Stored dataset items
((
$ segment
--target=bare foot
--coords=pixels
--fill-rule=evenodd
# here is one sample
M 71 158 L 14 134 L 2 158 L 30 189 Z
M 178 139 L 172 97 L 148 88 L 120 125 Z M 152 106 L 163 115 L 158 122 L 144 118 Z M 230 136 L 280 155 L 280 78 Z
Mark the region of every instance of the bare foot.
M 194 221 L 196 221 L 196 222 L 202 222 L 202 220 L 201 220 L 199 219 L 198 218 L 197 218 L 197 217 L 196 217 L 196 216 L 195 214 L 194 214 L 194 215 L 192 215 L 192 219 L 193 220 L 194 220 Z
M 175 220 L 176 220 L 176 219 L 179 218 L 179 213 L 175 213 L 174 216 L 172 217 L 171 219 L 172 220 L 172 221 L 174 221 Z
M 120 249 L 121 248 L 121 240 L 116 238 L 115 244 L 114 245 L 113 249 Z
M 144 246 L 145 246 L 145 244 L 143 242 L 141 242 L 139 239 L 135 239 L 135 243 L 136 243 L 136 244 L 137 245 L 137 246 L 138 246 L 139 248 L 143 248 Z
))
▸ Exercise details
Please copy out every one of the records above line for line, changing nothing.

▸ Expected output
$ segment
--target=bare foot
--coords=pixels
--fill-rule=evenodd
# here is one sample
M 71 158 L 14 134 L 2 158 L 30 189 Z
M 178 139 L 172 97 L 148 88 L 120 125 Z M 152 106 L 163 115 L 158 122 L 144 118 Z M 230 136 L 280 155 L 280 78 Z
Mark the region of every instance of the bare foot.
M 194 221 L 196 221 L 196 222 L 202 222 L 202 220 L 201 220 L 199 219 L 198 218 L 197 218 L 197 217 L 196 217 L 196 216 L 195 214 L 194 214 L 194 215 L 192 215 L 192 219 L 193 220 L 194 220 Z
M 175 220 L 176 220 L 176 219 L 179 218 L 179 213 L 175 213 L 174 216 L 172 217 L 171 219 L 172 220 L 172 221 L 174 221 Z
M 120 249 L 121 248 L 121 240 L 116 238 L 115 244 L 114 245 L 113 249 Z
M 144 246 L 145 246 L 145 244 L 143 242 L 141 242 L 139 239 L 135 239 L 135 243 L 136 243 L 136 244 L 137 245 L 137 246 L 138 246 L 139 248 L 143 248 Z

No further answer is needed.